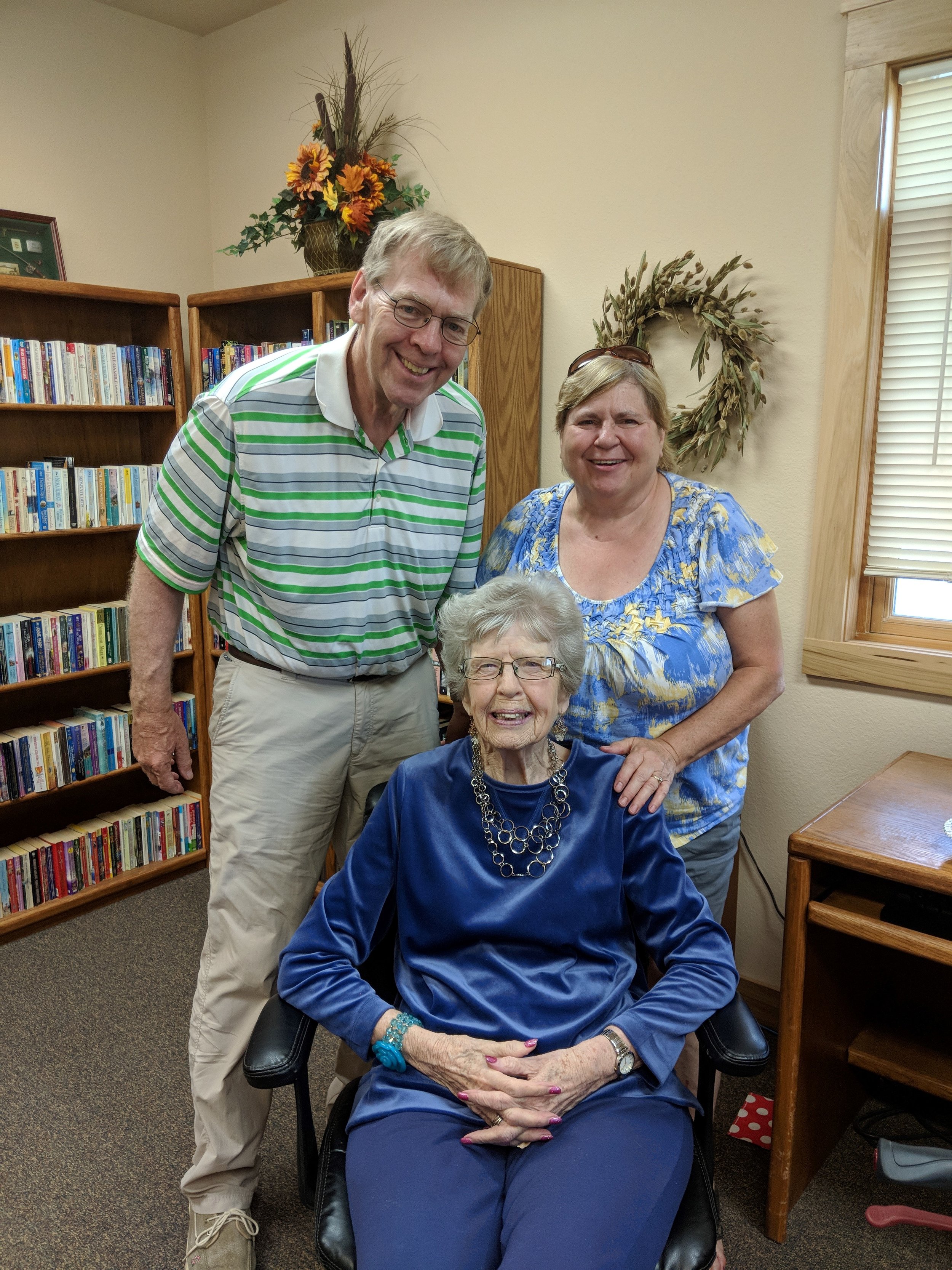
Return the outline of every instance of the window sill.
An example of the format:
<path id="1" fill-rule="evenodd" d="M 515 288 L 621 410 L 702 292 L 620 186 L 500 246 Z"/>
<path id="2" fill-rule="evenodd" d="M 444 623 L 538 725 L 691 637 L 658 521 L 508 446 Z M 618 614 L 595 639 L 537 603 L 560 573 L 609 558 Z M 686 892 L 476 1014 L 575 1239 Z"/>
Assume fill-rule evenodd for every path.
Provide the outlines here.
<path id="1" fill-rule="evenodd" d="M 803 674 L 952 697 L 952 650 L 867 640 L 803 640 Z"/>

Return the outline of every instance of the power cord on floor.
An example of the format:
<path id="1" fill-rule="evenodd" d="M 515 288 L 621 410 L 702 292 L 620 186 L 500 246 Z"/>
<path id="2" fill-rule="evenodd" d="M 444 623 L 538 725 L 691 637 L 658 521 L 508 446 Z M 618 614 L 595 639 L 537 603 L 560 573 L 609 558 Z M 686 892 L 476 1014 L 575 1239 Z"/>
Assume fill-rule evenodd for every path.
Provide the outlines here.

────────────────────────────────────────

### Objective
Repeat the lines of the records word for word, from the start of the records through the line that contains "803 674 L 952", including both ends. Leave the pictures out of your answer.

### Solution for this task
Return the outline of every instance of the window sill.
An example of the format:
<path id="1" fill-rule="evenodd" d="M 515 288 L 621 410 L 702 292 L 620 186 L 500 246 Z"/>
<path id="2" fill-rule="evenodd" d="M 444 623 L 538 725 L 691 637 L 658 521 L 508 446 Z M 618 614 L 595 639 L 537 603 L 560 573 L 609 558 Z M 686 892 L 476 1014 L 575 1239 Z"/>
Assume fill-rule evenodd for every path.
Provide the outlines here.
<path id="1" fill-rule="evenodd" d="M 803 674 L 952 697 L 952 650 L 867 640 L 803 640 Z"/>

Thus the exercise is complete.